Mettetevi nei panni di un valdostano della mia età. Sono cresciuto con belle nevicate che scendevano dalle vette sino al fondovalle.
Sciavamo persino a quote basse e ricordo di aver sciato ai Morti a Novembre! Se mi avessero detto da bambino dei cannoni per l’innevamento artificiale mi sarei messo a ridere, pensando ad una burla.
La neve ha cominciato a farci scherzi all’inizio degli anni Ottanta e poi da tempo negli anni successivi - con il riscaldamento globale - a certe altitudini piove e non nevica. Per fortuna la Valle d’Aosta conta, a differenza di altre zone, su quote elevate e gli stessi esperti confermano che la neve non mancherà, anche se i ghiacciai soffrono e si riducono a vista d’occhio.
Ma questo cambiamento assume per chi ha vissuto altri momenti climatici un aspetto sociale interessante. Esiste, infatti, in queste ore nelle chiacchiere ordinarie - a fronte di una meteo che preannuncia nevicate - una gioia diffusa e una sorta di complicità nell’attesa. Arriva la neve!

(Compiti dell'esercizio)
• 1. Estrai dall'elenco tutte le righe che contengono la stringa "claw", distinguendo tra maiuscole e minuscole.
• 2. Prosegui il brano sulla neve in Valle d'Aosta, riprendendo subito dopo la sua ultima frase.
Il brano e l'elenco provengono da fonti distinte.

(L'elenco)
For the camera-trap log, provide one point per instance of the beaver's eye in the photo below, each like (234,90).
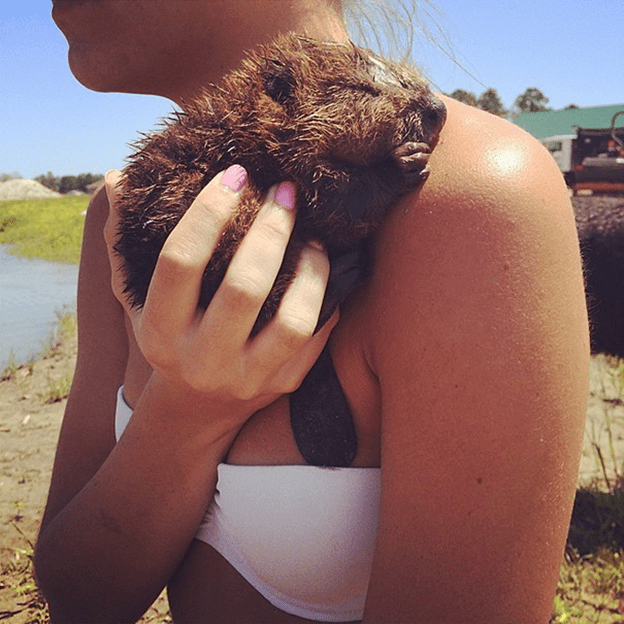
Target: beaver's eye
(279,83)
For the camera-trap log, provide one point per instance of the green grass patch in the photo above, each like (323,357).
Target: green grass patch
(50,229)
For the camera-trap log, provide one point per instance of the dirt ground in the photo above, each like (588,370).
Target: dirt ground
(29,430)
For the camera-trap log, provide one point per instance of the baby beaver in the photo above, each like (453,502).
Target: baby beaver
(352,130)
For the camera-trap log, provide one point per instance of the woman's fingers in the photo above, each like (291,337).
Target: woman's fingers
(253,269)
(297,316)
(211,351)
(171,303)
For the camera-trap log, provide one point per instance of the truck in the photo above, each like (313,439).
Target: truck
(592,159)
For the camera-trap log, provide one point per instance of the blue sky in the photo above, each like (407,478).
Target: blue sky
(570,49)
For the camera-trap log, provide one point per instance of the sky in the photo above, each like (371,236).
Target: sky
(50,123)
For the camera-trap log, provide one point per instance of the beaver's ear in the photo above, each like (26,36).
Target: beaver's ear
(279,82)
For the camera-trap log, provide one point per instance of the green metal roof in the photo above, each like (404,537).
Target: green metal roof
(552,123)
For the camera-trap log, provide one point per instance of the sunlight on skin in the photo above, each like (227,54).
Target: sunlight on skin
(506,159)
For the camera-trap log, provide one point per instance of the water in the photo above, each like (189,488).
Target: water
(30,293)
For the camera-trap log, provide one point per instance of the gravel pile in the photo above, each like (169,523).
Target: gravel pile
(25,189)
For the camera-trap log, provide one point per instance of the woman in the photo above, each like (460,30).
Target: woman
(464,361)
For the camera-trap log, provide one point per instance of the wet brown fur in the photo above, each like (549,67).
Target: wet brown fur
(351,130)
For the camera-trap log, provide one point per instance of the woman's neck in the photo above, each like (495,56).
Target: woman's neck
(315,19)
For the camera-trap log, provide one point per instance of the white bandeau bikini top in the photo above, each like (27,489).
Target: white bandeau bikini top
(302,536)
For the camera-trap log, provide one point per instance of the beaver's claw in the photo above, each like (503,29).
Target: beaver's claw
(412,159)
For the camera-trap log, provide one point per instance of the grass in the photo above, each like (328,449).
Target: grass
(50,229)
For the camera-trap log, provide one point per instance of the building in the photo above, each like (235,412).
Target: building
(562,122)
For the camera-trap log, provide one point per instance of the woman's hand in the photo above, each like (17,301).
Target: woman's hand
(209,353)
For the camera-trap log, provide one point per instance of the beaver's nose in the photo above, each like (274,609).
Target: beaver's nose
(433,119)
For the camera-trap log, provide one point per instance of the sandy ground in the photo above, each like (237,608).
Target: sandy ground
(29,430)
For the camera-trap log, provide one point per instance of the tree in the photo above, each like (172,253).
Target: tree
(49,181)
(467,97)
(532,101)
(490,102)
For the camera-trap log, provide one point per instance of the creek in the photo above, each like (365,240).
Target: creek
(31,292)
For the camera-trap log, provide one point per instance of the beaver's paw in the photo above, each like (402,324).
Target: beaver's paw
(412,159)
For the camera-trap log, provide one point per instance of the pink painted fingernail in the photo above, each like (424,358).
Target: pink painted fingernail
(234,178)
(285,195)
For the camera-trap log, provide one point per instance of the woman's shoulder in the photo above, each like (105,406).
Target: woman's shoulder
(493,214)
(483,156)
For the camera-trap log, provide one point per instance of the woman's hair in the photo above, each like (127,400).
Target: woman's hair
(391,27)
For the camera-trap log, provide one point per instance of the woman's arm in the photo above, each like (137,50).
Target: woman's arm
(481,349)
(120,517)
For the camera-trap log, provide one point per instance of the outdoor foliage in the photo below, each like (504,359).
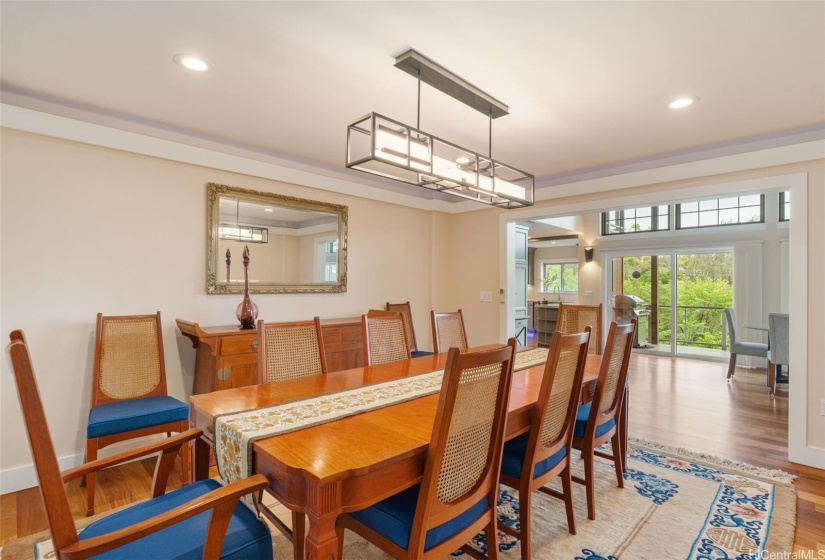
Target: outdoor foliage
(704,284)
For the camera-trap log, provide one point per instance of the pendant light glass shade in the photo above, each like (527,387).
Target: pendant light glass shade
(385,147)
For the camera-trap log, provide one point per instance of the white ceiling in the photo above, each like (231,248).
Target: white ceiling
(587,83)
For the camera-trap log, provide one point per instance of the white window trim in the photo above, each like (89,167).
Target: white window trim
(554,261)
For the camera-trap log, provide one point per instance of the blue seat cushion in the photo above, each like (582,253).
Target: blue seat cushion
(513,460)
(246,537)
(133,414)
(581,422)
(393,518)
(750,349)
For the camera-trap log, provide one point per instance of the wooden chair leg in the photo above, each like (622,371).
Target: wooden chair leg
(525,504)
(615,441)
(567,487)
(589,483)
(339,532)
(732,365)
(491,533)
(299,536)
(91,478)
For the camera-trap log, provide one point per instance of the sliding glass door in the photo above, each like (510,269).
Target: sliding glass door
(676,297)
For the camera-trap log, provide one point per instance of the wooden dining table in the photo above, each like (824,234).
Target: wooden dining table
(356,461)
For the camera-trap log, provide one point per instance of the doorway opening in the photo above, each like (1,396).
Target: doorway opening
(677,298)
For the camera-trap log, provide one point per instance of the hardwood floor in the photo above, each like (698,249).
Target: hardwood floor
(678,402)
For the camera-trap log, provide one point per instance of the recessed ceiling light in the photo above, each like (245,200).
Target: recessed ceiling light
(192,63)
(683,102)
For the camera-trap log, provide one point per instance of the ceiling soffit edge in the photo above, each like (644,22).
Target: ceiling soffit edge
(794,147)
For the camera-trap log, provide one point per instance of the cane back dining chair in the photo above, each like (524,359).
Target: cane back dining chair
(597,421)
(385,337)
(458,494)
(737,346)
(129,398)
(574,318)
(448,331)
(200,520)
(289,351)
(779,343)
(535,458)
(406,312)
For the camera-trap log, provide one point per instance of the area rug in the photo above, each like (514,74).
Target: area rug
(675,504)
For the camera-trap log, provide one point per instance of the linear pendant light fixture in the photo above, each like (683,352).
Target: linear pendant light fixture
(382,146)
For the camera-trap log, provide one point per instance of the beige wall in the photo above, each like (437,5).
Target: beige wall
(87,230)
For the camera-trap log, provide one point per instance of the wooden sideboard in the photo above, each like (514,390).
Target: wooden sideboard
(227,357)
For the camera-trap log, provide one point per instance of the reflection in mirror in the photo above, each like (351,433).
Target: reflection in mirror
(295,245)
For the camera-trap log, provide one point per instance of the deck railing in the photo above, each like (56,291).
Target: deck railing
(696,325)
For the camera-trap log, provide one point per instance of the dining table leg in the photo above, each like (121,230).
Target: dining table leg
(200,459)
(321,541)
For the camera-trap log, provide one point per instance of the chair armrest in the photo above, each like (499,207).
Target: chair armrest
(155,447)
(222,500)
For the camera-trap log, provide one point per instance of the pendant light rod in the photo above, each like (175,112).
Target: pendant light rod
(490,142)
(416,64)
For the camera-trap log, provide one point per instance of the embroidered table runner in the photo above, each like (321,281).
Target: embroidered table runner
(236,431)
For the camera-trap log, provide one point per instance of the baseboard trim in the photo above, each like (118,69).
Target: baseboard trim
(21,478)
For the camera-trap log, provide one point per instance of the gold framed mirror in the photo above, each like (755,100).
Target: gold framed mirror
(296,245)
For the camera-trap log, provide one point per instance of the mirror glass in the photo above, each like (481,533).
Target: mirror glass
(295,245)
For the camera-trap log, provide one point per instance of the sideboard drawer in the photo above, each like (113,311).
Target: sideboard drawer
(226,358)
(240,344)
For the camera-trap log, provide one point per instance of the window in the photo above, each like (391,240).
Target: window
(721,212)
(560,276)
(634,220)
(785,206)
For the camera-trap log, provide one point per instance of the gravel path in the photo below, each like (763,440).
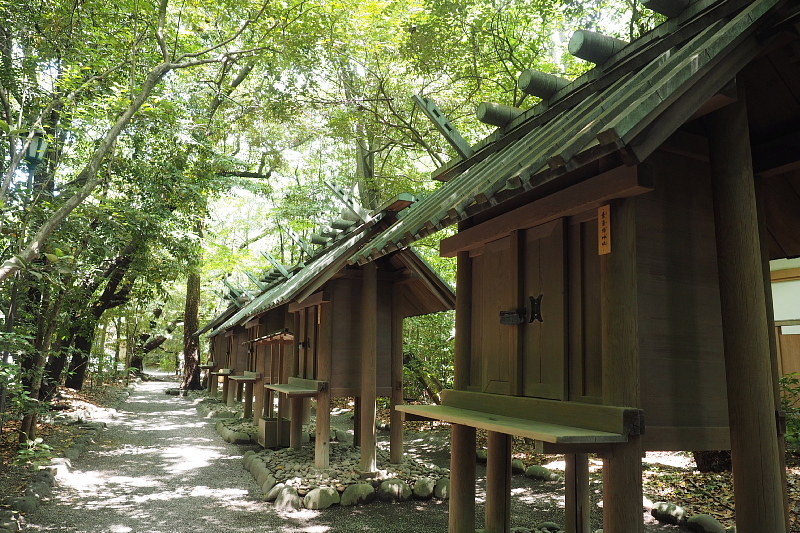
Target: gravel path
(159,467)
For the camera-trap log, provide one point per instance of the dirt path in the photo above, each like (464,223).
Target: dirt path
(159,467)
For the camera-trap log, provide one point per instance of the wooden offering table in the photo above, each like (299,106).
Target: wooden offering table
(295,390)
(207,368)
(214,380)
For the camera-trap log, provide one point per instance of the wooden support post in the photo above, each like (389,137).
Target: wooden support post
(774,347)
(396,420)
(463,321)
(462,479)
(239,388)
(296,426)
(357,421)
(760,502)
(577,499)
(323,435)
(228,392)
(498,482)
(248,400)
(213,384)
(293,365)
(280,417)
(622,469)
(369,355)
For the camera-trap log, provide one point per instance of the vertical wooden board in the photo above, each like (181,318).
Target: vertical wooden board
(679,305)
(497,342)
(463,344)
(591,331)
(242,349)
(789,353)
(311,351)
(575,352)
(384,369)
(544,343)
(302,337)
(476,330)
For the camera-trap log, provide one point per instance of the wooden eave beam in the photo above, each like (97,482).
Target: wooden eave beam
(777,156)
(666,36)
(790,274)
(621,182)
(315,299)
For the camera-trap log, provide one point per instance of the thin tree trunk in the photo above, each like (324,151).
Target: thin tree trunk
(191,342)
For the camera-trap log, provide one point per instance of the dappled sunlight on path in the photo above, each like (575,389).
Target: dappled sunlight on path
(161,468)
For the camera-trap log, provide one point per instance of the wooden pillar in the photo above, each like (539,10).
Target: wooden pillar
(296,426)
(760,503)
(357,421)
(578,503)
(239,388)
(498,482)
(369,353)
(213,383)
(280,416)
(462,479)
(774,347)
(622,469)
(258,387)
(463,343)
(396,417)
(227,391)
(323,435)
(248,400)
(293,364)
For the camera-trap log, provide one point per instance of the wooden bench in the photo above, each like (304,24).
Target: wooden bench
(224,373)
(557,422)
(299,387)
(296,389)
(247,379)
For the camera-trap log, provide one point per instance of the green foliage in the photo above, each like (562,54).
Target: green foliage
(428,345)
(33,453)
(790,403)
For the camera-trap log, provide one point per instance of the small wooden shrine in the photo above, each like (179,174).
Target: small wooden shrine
(343,331)
(246,356)
(613,287)
(785,275)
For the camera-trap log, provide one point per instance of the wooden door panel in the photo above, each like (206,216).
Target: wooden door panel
(585,350)
(544,342)
(494,343)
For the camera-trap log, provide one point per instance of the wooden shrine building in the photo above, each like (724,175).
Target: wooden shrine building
(613,287)
(345,326)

(Risposte ai compiti)
• 1.
For the camera-trap log, provide one point per instance of the beaver's claw in the photo above, each like (503,29).
Target: beaver's claw

• 2.
Chi se ne lamenta diventa vittima della maggioranza speranzosa. C’è qualcosa di profondo in questo desiderio collettivo, che diventa una specie di collante.
Non molto tempo fa, sono stato in Lapponia con mio figlio più piccolo sulle tracce di Babbo Natale con l’aspetto un po’ grottesco che nel villaggio apposito di Rovaniemi si moltiplicano i Babbi Natale per foto e brevi dialoghi e questo turba anche il bambino più convinto dell’esistenza di questo Grande Vecchio.
Ma la neve, la neve! Pare che anche lì si faccia a volte attendere, ma nella mia breve visita la full immersion è stato un ritorno al passato generoso anche da noi. Una scorpacciata nel pianoro innevato con la motoslitta con quella stranezza della aurora boreale nel cielo. Così come quel bosco con le piante gravide di neve osservato immersi nell’acqua di un laghetto gelato con una tuta arancione in neoprene come protezione dal gelo.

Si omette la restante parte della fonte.